### TEXT
My blog earlier this week drew an interesting response from Ken Adams and his co-author in a recent article offering “Top Ten Tips in Drafting & Negotiating International Contracts“. The ensuing debate seems to me to encapsulate the dilemma facing the legal community today. Essentially, are they narrow (but important) specialists in law, or should they be applying their knowledge of law within a much broader remit of ‘business advisor’?
The former role can be problematic – and I was pointing to those problems in my commentary on the original article. Essentially, good drafting or negotiation is driven by overall context. If you do not consider the broader purpose of the contract, it is probable that the resulting terms will either be inappropriate or inadequate. My view is that the suggested ‘top tips’ run into precisely this issue because they are being made without reference to context – and the context will in many cases change the priorities or choices of what or how to draft and negotiate.
Much of the work undertaken at IACCM aims to provide an increasingly factual base for decision making. We seek to reduce the extent of ‘mystery’ and ‘opinion’ and move towards positions that are based on solid research data, experience and judgment. It is in that context that I produced my counter-view of the ‘top tips’ for any lawyer drafting and negotiating an international contract. Essentially, their work must begin by understanding the context and establishing the risks. Only then can they decide the issues around use of language, use of local counsel, choice of law etc.

### SET PROBLEM A
In the commentary on drafting international contracts, IACCM aims to move toward positions based on certain things. List every one of them.
### SET PROBLEM B
Carry on the commentary on drafting international contracts, picking up after its final sentence.

### MATERIAL PROVIDED
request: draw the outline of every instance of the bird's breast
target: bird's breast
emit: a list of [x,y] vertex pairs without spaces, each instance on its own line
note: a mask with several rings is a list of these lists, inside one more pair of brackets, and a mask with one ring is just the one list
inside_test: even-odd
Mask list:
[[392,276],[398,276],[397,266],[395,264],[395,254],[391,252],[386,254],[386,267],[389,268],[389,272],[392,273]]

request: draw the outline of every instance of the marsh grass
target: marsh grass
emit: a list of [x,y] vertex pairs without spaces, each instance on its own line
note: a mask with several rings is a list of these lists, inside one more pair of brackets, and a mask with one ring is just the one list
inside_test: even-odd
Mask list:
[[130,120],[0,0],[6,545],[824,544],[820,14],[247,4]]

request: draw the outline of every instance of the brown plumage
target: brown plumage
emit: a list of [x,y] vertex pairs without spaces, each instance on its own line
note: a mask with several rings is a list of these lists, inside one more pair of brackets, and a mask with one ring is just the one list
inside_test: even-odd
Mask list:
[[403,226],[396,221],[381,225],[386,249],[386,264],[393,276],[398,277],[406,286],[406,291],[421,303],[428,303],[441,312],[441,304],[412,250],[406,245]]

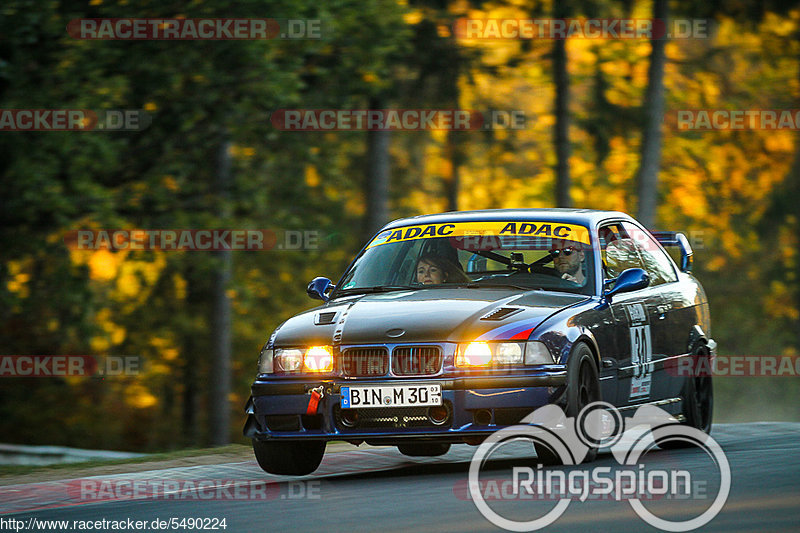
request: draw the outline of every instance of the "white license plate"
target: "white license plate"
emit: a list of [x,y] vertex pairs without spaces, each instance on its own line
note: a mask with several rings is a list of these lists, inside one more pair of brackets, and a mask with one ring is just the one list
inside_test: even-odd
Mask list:
[[427,407],[442,405],[441,383],[342,387],[344,409],[368,407]]

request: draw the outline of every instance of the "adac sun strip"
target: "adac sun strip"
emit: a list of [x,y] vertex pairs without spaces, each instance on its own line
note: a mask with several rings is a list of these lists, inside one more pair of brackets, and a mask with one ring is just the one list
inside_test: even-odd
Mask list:
[[442,224],[420,224],[403,226],[380,232],[367,248],[435,237],[466,237],[476,235],[522,235],[526,237],[548,237],[590,244],[589,230],[585,226],[558,222],[445,222]]

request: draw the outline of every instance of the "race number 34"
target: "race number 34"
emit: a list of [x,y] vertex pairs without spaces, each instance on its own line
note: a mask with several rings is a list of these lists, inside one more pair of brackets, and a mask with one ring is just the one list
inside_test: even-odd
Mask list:
[[653,356],[653,343],[650,340],[650,326],[632,326],[631,331],[631,399],[646,398],[650,395],[650,362]]

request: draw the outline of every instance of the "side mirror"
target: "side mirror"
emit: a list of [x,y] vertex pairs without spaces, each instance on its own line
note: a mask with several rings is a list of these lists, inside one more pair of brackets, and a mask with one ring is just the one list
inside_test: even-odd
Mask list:
[[694,252],[692,251],[692,245],[689,244],[689,239],[686,238],[686,235],[677,231],[654,231],[653,236],[661,243],[661,246],[667,248],[668,251],[670,248],[677,248],[680,251],[681,272],[686,272],[688,274],[692,271]]
[[315,300],[327,302],[330,299],[328,297],[328,293],[335,288],[336,285],[332,285],[331,280],[328,278],[314,278],[311,280],[311,283],[308,284],[308,288],[306,288],[306,294]]
[[603,297],[610,301],[615,294],[638,291],[650,285],[650,276],[641,268],[629,268],[620,274],[614,283],[614,288],[603,293]]

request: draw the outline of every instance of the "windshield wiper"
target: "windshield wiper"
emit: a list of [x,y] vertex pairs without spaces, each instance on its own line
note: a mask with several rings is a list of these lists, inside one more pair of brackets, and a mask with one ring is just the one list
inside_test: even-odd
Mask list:
[[483,288],[490,288],[490,289],[517,289],[520,291],[539,291],[542,290],[541,287],[523,287],[522,285],[513,285],[510,283],[459,283],[459,287],[466,287],[467,289],[483,289]]
[[407,291],[417,290],[420,287],[409,285],[379,285],[376,287],[353,287],[352,289],[342,289],[336,291],[336,296],[350,296],[353,294],[373,294],[377,292]]

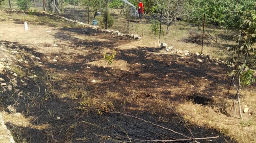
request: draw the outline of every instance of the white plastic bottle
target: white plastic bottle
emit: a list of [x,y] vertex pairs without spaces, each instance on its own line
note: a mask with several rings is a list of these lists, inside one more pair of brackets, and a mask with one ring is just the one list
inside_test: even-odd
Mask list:
[[27,23],[27,22],[24,22],[24,26],[25,26],[25,31],[27,31],[28,29],[28,24]]

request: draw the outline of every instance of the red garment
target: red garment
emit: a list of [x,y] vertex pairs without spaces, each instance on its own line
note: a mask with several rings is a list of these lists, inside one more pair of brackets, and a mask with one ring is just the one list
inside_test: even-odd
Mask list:
[[141,8],[138,9],[138,13],[143,13],[143,4],[142,2],[140,2],[139,4],[139,7],[141,7]]

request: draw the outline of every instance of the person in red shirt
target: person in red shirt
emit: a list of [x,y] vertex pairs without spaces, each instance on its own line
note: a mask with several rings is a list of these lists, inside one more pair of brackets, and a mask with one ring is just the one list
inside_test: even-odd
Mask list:
[[141,23],[142,22],[142,14],[143,14],[143,4],[141,2],[141,0],[139,0],[138,13],[139,16],[139,23]]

### EXERCISE OUTPUT A
- solid research data
- experience
- judgment

### EXERCISE OUTPUT B
There are many examples to illustrate the importance of lawyers engaging with the business issues. For instance, in my blog, I highlight the challenge of getting paid. This is fundamental to an organization’s survival and is frequently an issue in international contracts. If the lawyer does not understand the practices and norms of their counter-party, they will struggle to draft and negotiate terms that bring security in this area – and potentially the rest of the contract becomes pretty much irrelevant. Similarly, anyone preparing an international contract must be aware of the regulatory environment in the country or countries involved. Ideally, they have developed personal expertise in key areas such as data protection, competition law and export regulations – but if not, they need to be aware of their ignorance and find a way to fill the gaps. Finally, what is the time-line for getting this contract completed and what is the budget available for its production? Understanding factors such as this are critical to the lawyer operating in the real world – and again will influence the way they set about their work, the terms they draft and the priorities they establish.
Without knowing these things, how can you begin to draft or negotiate anything?
As I highlighted in my original comments, the ‘top tips’ article raises important considerations, but practical experience and research suggests that other items must come first. If lawyers are going to maintain status, they must become more effective in offering business advice. This is not a personal opinion; it reflects discussion with many lawyers – in-house, within law firms and at law schools. Indeed, it is a challenge that is common to all professional groups.
Ken Adams is a respected expert on the topic of contract style. I do not always agree with his pronouncements on this topic, but I defer to his expertise and fully expect him to challenge my rare ventures into this aspect of contracting. On this occasion, Ken went beyond style and into substance – an area where opinions start to give way to facts and processes, where what you are writing takes precedence over how you write it. Because this area of substance is where so much of my work is done, I feel it is appropriate to suggest alternative priorities – and in doing so, have inevitably ventured into the debate I mentioned at the outset – ‘what is the role of a lawyer today?’
In a recent article, the Association of Corporate Counsel offers its ‘Top Ten Tips In Drafting & Negotiating International Contracts’.
While the items listed are worthy considerations, they miss the most critical issues and in some instances, fly in the face of good practice.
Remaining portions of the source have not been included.